• **Selected text**:
━━━━━━
We are now well into the 2012/13 dairy season. Production is still several weeks away from the October peak, but Fonterra is now forward selling its October and November production for shipment in November and December.
Prices have risen again in today’s Global Dairy Trade auction but this time by only 2.4%. Prices have now increased some 20% over the last two months, but the $US exchange rate has also been climbing. In the last three months it has increased about 10% and the $NZ is now worth about US83c. With another does of American quantitative easing underway, there are no current signs of it dropping again.
By my calculations, today’s auction prices will still only support a commodity payout of about $NZ4.60 per kg milksolids. Accordingly, although in late August Fonterra did bring their forecast for the current season down to $5.25, I think this is still looking optimistic.
Currently, most of our commentators are seeing the ongoing rise in prices, but not recognising that these prices will still not support a payout of $5 or above. And the longer the prevailing price is below $5 then the higher it has to go for the remainder of the season to balance that out. Accordingly, next month I expect Fonterra to drop their estimate yet again by another 25c or thereabouts.
━━━━━━
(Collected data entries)
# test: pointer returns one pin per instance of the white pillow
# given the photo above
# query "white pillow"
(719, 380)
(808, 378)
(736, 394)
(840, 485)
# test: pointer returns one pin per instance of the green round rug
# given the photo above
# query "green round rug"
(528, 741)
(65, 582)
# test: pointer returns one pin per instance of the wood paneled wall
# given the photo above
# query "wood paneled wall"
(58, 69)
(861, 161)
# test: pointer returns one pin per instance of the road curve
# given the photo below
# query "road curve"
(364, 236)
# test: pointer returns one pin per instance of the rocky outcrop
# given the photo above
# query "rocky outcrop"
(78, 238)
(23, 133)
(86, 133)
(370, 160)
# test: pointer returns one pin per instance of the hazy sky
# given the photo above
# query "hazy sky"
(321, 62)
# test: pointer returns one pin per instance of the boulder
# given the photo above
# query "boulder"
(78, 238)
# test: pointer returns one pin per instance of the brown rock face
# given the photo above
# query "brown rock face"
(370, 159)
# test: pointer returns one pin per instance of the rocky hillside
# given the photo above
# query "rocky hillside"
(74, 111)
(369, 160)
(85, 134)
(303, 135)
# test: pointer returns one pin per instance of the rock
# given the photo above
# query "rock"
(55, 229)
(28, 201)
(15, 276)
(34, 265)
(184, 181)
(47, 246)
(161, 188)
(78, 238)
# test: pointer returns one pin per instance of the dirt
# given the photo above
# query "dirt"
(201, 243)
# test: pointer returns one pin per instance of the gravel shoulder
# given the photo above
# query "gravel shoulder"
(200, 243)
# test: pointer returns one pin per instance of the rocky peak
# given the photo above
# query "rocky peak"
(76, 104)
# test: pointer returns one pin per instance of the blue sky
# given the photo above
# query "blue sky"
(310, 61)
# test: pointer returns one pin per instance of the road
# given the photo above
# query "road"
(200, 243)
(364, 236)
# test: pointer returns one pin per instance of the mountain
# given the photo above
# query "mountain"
━━━━━━
• **Activity 1**: In the dairy price commentary, what did Fonterra bring its forecast for the current season down to in late August?
• **Activity 2**: Write a continuation of the dairy price commentary, picking up after its final sentence.
The items aren't needed for any of this.

• **Answer space 1**: $5.25

• **Answer space 2**:
Of course there are still lots of unknowns out there. Corn prices in the US have slipped back a little to about $US7.50 a bushel, and this is down almost 10% from where they peaked a month ago. So American dairy farmers will take a little heart from that, and the large-scale operators will try to ride out their current problems.
It will also be crucial that demand from China holds up. An interesting development is that the Chinese seem to be increasingly buying whey products from Europe. Presumably these imports are being used in infant formulas. Whey proteins are the dominant proteins in human milk whereas caseins are the dominant proteins in cow milk.